=== EXERCISE GOAL ===
All entries below must be written out verbatim, and the images must be dropped.

=== INFORMATION SUPPLIED ===
....

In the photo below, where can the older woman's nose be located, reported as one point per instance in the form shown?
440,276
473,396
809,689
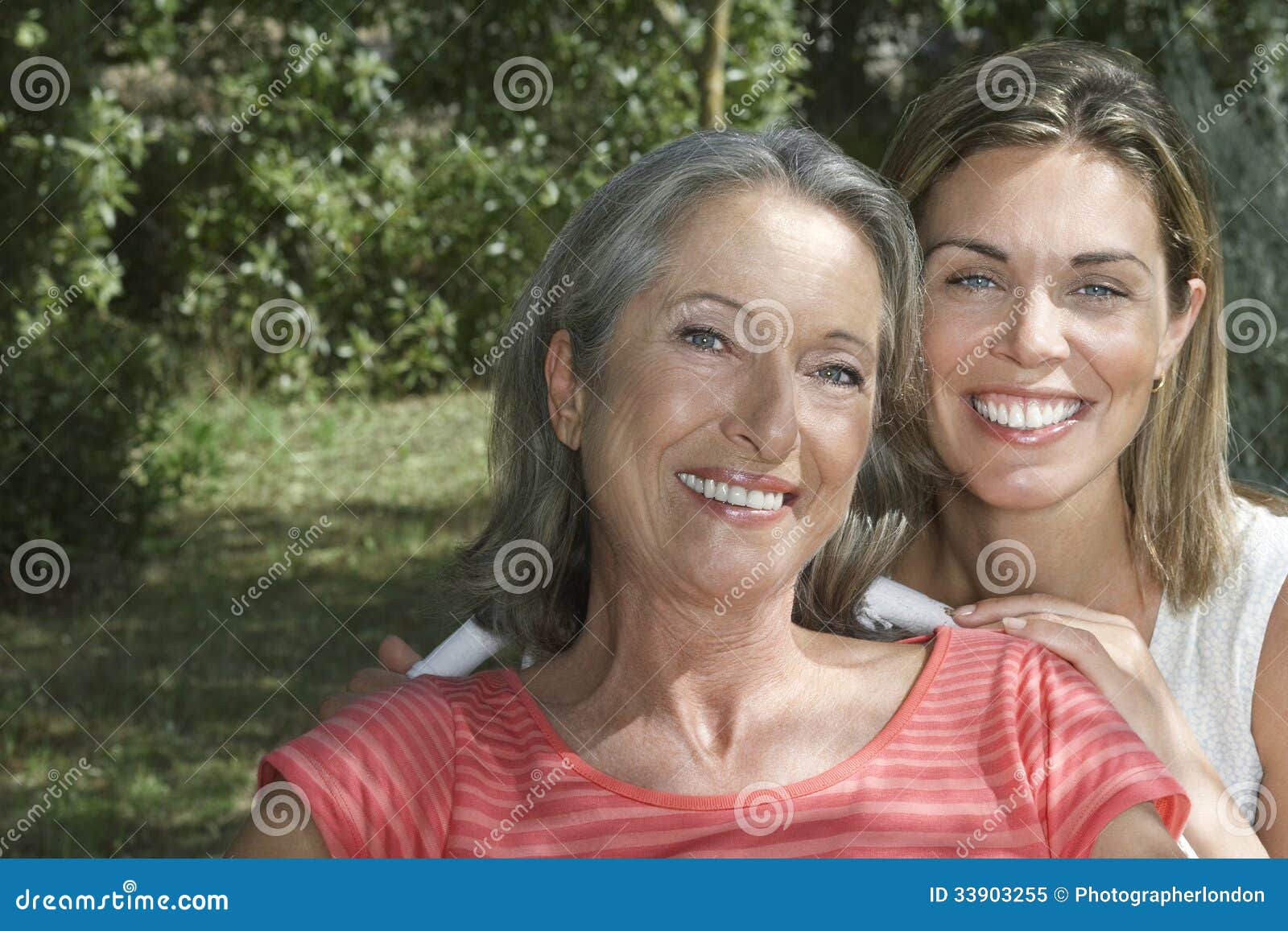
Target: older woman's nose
763,418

....

=== ANSWER BOX ===
In the photo below, where can the older woman's nose be located, reported as one point per instance in the form shown?
440,276
473,396
809,689
Target: older woman's nose
763,418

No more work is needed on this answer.